**EXTRAIT DU DOCUMENT:**
Si la traduction est périodiquement en crise, c'est que l'économie qu'elle dessert l'est aussi. Années fastes et néfastes se succèdent en alternance tandis que le poumon économique inspire et expire. Les années 1960 et 1970, bien grasses, font place à des décennies moins propices. Jadis accueillie pour satisfaire aux exigences du bilinguisme institutionnel, la fonction de traduction constate que le poste de travail qui lui était réservé peut se révéler éjectable.
Là encore, Circuit a témoigné depuis le début des aléas des conditions d'exercice de notre profession, de l'âge d'or des grands services aux années 2000, où il semble que la qualité fait place à la quantité.
Septembre 1984, n° 6, chronique Sur le vif, Louis Jean Rousseau, De la traduction considérée comme l'un des beaux-arts... en voie de disparition ? estime que la croissance exponentielle amorcée au cours des années 1960 et 1970 ne peut se poursuivre indéfiniment.

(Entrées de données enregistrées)

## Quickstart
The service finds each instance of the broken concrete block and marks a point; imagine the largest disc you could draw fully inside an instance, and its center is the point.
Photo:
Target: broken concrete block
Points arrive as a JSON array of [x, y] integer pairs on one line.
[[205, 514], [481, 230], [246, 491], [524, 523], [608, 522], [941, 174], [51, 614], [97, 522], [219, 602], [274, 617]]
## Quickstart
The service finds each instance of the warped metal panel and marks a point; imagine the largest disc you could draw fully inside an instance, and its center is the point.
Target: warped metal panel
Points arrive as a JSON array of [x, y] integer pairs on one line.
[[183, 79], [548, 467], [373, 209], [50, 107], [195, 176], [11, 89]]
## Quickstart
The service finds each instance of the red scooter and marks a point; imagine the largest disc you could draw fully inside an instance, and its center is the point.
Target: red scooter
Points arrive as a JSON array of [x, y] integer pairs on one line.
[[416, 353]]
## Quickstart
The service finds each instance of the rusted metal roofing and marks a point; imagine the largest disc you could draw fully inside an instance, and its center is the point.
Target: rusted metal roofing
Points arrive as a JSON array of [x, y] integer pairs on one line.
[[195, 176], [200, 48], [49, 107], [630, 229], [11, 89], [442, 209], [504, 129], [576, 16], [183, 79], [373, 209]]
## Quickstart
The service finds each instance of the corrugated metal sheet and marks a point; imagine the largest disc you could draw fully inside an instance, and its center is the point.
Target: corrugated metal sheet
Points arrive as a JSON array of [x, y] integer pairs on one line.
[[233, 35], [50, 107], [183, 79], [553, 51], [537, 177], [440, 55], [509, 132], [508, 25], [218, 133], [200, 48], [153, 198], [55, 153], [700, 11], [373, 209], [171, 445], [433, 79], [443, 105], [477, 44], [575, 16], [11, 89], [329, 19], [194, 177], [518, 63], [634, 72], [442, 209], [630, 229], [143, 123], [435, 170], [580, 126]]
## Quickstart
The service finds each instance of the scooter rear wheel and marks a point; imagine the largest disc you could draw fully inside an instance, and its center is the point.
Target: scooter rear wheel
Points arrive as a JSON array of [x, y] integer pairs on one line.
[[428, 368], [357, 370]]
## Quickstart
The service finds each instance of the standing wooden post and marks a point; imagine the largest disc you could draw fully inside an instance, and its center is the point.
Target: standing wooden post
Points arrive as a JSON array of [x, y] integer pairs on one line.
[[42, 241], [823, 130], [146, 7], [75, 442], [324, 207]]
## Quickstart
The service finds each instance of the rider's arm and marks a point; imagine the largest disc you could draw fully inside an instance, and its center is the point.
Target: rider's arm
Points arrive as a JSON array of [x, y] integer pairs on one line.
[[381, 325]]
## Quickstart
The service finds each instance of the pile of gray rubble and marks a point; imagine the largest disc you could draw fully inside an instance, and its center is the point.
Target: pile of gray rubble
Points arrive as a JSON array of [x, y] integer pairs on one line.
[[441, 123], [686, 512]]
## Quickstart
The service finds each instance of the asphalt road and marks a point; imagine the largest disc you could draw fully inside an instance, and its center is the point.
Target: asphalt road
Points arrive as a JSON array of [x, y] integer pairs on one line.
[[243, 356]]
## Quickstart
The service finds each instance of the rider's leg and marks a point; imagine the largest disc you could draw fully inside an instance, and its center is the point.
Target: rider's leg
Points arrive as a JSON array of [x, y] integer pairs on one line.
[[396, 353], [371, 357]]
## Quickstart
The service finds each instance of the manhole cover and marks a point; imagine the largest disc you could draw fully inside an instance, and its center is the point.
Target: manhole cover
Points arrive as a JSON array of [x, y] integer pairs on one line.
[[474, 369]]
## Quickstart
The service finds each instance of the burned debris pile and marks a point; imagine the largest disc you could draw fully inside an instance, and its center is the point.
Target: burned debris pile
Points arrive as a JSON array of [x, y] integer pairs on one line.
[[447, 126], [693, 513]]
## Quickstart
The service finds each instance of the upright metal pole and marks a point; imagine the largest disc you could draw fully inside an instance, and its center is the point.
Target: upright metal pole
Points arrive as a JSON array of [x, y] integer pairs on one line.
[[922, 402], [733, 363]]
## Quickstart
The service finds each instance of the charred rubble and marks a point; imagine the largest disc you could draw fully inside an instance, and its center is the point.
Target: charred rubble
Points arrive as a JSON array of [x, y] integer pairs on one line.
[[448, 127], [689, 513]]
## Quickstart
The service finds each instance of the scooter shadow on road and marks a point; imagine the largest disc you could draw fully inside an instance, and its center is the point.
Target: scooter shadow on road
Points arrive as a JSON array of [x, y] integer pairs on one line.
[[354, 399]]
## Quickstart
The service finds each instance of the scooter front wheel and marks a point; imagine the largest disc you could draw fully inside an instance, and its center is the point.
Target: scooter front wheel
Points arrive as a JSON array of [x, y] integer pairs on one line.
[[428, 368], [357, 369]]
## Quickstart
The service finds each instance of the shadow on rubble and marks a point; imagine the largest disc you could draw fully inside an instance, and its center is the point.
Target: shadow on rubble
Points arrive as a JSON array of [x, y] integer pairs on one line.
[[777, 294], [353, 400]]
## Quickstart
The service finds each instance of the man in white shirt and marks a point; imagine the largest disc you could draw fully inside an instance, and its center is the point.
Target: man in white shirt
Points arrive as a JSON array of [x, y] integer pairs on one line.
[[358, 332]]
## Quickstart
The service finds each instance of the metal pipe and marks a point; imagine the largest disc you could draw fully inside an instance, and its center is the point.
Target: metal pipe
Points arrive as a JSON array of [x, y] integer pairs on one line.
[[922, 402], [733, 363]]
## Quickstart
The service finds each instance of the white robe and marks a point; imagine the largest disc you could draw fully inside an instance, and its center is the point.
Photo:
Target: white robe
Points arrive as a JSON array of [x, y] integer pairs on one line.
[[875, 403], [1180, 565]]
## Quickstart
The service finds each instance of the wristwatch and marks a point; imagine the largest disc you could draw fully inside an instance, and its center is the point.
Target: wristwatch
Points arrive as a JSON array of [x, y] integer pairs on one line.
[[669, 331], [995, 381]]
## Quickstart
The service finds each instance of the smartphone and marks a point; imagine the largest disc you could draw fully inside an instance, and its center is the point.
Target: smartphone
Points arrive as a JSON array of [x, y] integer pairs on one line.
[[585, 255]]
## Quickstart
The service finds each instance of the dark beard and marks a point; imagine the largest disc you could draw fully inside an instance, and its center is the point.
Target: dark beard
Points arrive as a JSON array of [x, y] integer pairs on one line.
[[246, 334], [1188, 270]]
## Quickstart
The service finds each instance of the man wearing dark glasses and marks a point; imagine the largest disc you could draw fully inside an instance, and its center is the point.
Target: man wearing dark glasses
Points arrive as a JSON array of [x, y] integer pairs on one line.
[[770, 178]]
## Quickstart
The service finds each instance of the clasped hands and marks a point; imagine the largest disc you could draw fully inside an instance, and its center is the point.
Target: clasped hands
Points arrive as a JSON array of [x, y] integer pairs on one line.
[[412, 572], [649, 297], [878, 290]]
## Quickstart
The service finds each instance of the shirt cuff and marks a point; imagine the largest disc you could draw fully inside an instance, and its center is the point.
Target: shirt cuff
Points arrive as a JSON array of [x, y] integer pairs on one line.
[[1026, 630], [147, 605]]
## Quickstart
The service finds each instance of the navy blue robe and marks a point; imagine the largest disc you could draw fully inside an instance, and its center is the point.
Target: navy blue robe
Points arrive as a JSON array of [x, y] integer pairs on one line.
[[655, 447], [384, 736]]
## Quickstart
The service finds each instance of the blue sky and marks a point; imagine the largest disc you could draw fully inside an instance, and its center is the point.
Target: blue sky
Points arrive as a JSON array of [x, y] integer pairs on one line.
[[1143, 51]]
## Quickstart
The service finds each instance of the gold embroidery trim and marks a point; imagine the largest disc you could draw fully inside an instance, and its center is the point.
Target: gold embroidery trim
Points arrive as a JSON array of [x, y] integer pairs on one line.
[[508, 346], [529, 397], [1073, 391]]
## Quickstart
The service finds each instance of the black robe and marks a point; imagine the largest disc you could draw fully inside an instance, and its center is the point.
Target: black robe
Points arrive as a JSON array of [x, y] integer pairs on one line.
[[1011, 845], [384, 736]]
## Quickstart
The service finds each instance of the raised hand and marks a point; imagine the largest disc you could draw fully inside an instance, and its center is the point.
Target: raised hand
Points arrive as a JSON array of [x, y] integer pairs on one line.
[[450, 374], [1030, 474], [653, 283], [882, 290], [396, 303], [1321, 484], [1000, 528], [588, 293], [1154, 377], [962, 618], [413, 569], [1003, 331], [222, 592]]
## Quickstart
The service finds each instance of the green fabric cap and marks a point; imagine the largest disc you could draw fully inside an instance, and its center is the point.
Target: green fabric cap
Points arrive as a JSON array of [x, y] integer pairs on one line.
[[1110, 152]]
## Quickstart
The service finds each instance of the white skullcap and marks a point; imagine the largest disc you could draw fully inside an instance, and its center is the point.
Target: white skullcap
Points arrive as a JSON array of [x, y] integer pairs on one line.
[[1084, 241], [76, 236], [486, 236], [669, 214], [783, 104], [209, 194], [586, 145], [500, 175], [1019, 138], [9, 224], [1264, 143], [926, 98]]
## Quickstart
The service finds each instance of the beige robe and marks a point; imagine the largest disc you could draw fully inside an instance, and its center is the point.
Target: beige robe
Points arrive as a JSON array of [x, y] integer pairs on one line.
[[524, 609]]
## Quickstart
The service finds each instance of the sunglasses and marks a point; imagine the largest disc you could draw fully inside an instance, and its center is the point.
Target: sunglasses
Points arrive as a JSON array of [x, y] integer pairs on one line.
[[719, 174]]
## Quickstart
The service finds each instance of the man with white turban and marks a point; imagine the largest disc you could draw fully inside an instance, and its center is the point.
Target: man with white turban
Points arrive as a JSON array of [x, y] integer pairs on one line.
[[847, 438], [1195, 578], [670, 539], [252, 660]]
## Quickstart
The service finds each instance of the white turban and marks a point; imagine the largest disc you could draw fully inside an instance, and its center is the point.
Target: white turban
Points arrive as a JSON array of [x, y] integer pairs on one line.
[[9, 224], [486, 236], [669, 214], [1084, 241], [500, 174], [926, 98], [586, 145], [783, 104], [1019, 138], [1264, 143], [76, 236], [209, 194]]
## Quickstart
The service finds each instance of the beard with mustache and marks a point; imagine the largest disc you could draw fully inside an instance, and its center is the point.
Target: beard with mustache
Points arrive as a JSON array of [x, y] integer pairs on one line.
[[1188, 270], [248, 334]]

**CONSIGNE:**
Recopiez le passage de l'extrait sur la traduction compris entre "Septembre 1984, n°" et "se poursuivre indéfiniment.", bornes incluses, en renommant "chronique" en "rubrique".

**CORRIGÉ:**
Septembre 1984, n° 6, rubrique Sur le vif, Louis Jean Rousseau, De la traduction considérée comme l'un des beaux-arts... en voie de disparition ? estime que la croissance exponentielle amorcée au cours des années 1960 et 1970 ne peut se poursuivre indéfiniment.